● **本文抜粋**
土中にH鋼という鉄骨を一定間隔で打ち込み、H鋼間に厚み30~50mm程度の木板を

入れ込むことで地盤崩壊を防いでいます。

他には鋼矢板工法やソイルセメント壁工法(SMW)といった工法が存在します。

各工法は地盤の強度や止水性、地下水位などを考慮して選定する必要があります。

 

山留設置完了後は、現場では日々変位測定を実施し大きな動きが無いか確認します。

特に台風などの大雨の後は土が流されて土中に空隙ができ、その部分が埋まろうとする際に山留に大きな土圧がかかります。

普段の計測で動きが特に無い様な山留ではその状況になっても崩壊することはほぼ無いですが、そうでなかった場合は一気に崩壊する恐れがあります。

勿論工事も止まりますし、作業員が巻き込まれて怪我や最悪命を落とす事にもなりかねません。

● **やること**
[1] 山留の文章のうち、「他には鋼矢板工法やソイルセメント壁工法(SMW)といった工法が存在します。」で始まり「気に崩壊する恐れがあります。」まで続く部分を、そのまま書き写してください。
[2] 山留の文章によると、台風などの大雨の後に山留に大きな土圧がかかるのはなぜですか。1～3文で説明してください。

● **データ抜粋**

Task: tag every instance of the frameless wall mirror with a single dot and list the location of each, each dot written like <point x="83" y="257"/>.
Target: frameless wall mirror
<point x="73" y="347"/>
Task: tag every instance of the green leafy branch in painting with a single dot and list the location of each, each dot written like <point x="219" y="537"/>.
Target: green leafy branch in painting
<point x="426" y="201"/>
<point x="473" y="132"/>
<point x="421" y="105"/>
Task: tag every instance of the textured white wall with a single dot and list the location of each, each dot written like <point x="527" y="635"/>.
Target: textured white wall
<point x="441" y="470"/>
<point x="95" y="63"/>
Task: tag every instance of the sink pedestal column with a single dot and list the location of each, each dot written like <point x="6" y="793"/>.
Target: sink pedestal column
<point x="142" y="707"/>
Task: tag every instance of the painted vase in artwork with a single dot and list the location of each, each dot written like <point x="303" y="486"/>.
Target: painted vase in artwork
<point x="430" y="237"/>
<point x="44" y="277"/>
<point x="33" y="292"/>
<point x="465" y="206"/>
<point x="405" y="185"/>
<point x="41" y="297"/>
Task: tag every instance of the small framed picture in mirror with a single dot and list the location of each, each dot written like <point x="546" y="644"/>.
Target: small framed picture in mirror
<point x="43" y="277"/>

==

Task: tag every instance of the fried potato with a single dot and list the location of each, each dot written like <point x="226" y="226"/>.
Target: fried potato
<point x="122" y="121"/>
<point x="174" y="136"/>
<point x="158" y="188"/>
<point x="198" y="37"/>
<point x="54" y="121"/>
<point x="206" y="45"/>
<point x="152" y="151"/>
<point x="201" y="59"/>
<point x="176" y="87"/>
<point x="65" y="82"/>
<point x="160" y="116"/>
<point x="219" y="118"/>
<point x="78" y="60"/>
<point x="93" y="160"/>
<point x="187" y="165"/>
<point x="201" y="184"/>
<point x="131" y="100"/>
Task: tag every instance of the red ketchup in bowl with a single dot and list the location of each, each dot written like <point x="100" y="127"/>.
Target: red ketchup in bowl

● **各問の答え**
[1]
他には鋼矢板工法やソイルセメント壁工法(SMW)といった工法が存在します。

各工法は地盤の強度や止水性、地下水位などを考慮して選定する必要があります。

 

山留設置完了後は、現場では日々変位測定を実施し大きな動きが無いか確認します。

特に台風などの大雨の後は土が流されて土中に空隙ができ、その部分が埋まろうとする際に山留に大きな土圧がかかります。

普段の計測で動きが特に無い様な山留ではその状況になっても崩壊することはほぼ無いですが、そうでなかった場合は一気に崩壊する恐れがあります。

[2] 大雨で土が流されると、土中に空隙ができます。その空隙が埋まろうとする際に、山留に大きな土圧がかかります。